## Required work
Decide whether each of the following statements agrees with the stock market report, answering yes or no and quoting the report's deciding words. 1. The Sensex reached 17,290 in mid-week. 2. Dubai World said it had to restructure $80 billion of debt. 3. The heavy selling came in the first two trading days of the week.

Segment Start: Document excerpt

The markets after a strong start to the week, danced to the 'D'-word tune in the latter half of the week as derivatives unwinding coupled with the Dubai debt scare saw the index tumble sharply.
The Sensex touched a fresh monthly high of 17,290, up 268 points from the previous close in mid-week. However, heavy selling in the last two trading days of the week saw the index tumble to a low of 16,210 - down 1,080 points from the week's high.
Break of crucial technical levels on Thursday, saw significant unwinding of long positions on the derivatives expiry day. The next day markets opened amid global sell-off after Dubai government announced that two of its biggest realty firms - Dubai World and Nakheel - need to restructure debt. Dubai World said that it had to restructure debt worth $59 billion, out of a total of $80 billion. The company was affected by global credit crunch and recession.

Segment End: Document excerpt
Segment Start: Data for analysis

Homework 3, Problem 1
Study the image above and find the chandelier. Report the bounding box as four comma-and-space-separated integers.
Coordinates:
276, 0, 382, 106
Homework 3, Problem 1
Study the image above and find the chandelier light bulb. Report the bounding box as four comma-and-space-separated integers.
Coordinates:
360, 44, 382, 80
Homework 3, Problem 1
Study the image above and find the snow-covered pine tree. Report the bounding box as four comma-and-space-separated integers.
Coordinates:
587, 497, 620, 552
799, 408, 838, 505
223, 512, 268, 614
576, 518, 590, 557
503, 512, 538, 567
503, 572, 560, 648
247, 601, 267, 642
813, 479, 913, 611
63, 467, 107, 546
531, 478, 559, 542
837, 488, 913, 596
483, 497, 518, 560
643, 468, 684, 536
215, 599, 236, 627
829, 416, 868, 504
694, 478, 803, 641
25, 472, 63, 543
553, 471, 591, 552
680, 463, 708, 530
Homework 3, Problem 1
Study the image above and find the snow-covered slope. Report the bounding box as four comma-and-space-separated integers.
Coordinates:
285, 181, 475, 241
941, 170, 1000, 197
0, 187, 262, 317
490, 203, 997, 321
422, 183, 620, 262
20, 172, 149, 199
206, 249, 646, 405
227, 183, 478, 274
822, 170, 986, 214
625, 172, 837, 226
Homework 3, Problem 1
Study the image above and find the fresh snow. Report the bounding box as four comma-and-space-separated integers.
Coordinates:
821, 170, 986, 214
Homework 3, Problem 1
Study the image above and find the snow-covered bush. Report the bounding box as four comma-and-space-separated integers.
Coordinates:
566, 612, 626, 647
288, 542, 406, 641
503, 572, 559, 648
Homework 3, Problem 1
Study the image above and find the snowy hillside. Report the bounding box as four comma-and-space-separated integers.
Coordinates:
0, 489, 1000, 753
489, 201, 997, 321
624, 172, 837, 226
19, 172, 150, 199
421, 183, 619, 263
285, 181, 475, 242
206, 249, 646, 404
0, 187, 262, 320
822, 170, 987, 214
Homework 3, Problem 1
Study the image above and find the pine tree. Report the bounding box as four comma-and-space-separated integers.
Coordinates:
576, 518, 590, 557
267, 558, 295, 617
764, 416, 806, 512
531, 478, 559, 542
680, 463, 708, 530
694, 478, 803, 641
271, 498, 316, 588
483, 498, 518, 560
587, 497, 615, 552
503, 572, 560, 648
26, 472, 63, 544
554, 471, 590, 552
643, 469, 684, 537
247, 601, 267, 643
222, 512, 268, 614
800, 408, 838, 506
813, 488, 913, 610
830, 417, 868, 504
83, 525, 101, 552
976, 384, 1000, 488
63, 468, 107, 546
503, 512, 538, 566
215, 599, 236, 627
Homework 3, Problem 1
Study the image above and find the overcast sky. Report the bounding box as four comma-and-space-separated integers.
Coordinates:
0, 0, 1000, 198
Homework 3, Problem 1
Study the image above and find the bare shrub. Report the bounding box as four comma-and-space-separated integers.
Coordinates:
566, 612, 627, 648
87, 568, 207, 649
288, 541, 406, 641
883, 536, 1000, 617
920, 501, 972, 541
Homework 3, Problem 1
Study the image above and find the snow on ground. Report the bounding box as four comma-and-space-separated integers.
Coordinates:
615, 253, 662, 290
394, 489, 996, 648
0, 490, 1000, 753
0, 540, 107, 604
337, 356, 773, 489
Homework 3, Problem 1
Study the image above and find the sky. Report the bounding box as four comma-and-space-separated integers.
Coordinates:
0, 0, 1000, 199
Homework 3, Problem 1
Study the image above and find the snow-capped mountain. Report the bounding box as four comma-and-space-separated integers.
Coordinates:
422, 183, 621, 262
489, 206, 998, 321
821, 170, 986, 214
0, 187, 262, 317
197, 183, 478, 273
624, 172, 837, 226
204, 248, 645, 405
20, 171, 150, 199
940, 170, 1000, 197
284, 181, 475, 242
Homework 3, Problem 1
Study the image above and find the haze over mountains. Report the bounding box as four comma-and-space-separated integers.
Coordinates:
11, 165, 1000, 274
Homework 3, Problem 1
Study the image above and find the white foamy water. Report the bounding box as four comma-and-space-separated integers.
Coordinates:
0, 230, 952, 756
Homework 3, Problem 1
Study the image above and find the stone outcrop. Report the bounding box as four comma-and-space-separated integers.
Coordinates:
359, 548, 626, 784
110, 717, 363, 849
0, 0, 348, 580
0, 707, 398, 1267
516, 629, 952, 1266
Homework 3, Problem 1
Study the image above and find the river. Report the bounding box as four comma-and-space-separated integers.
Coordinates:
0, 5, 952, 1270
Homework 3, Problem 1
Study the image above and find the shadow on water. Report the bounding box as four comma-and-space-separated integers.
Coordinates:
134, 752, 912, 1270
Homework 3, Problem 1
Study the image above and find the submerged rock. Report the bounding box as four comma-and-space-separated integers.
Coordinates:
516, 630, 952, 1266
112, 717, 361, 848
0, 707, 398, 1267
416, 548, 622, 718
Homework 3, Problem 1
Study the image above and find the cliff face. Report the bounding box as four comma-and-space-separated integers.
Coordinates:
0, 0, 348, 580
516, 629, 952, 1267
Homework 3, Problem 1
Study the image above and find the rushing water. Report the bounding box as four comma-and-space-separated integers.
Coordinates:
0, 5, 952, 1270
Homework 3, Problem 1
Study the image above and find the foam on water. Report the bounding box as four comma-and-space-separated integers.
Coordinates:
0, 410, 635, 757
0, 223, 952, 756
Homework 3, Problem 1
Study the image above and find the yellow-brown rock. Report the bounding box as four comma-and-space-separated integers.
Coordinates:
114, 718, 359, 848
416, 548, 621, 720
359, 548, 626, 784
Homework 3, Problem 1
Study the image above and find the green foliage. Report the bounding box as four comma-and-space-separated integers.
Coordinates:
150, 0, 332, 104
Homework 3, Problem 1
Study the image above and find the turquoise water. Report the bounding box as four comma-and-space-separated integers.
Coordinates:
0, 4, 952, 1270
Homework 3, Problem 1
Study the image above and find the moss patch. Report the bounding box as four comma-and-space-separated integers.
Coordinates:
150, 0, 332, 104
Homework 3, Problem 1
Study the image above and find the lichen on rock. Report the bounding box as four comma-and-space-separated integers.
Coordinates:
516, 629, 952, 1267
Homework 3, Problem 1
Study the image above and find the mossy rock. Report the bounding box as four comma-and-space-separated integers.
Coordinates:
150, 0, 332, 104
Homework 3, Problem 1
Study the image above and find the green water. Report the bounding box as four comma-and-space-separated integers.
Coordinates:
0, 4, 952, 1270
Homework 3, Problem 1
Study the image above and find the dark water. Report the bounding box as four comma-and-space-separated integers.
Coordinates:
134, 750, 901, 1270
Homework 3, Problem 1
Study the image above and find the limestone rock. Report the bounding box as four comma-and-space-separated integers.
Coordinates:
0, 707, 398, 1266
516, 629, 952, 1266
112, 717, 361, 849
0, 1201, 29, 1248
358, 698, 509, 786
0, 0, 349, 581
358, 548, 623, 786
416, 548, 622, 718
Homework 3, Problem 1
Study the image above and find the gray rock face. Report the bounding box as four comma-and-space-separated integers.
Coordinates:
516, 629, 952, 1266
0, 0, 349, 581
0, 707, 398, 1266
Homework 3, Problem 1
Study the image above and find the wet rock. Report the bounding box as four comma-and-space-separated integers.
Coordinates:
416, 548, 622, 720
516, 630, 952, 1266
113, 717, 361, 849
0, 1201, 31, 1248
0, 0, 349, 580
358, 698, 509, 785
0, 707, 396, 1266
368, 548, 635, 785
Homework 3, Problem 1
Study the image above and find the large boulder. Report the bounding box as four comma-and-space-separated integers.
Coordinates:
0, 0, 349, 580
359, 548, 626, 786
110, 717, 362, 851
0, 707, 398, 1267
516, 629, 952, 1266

Segment End: Data for analysis

## Exercise output
1. Yes: "The Sensex touched a fresh monthly high of 17,290, up 268 points from the previous close in mid-week."
2. No: "Dubai World said that it had to restructure debt worth $59 billion, out of a total of $80 billion."
3. No: "heavy selling in the last two trading days of the week saw the index tumble to a low of 16,210"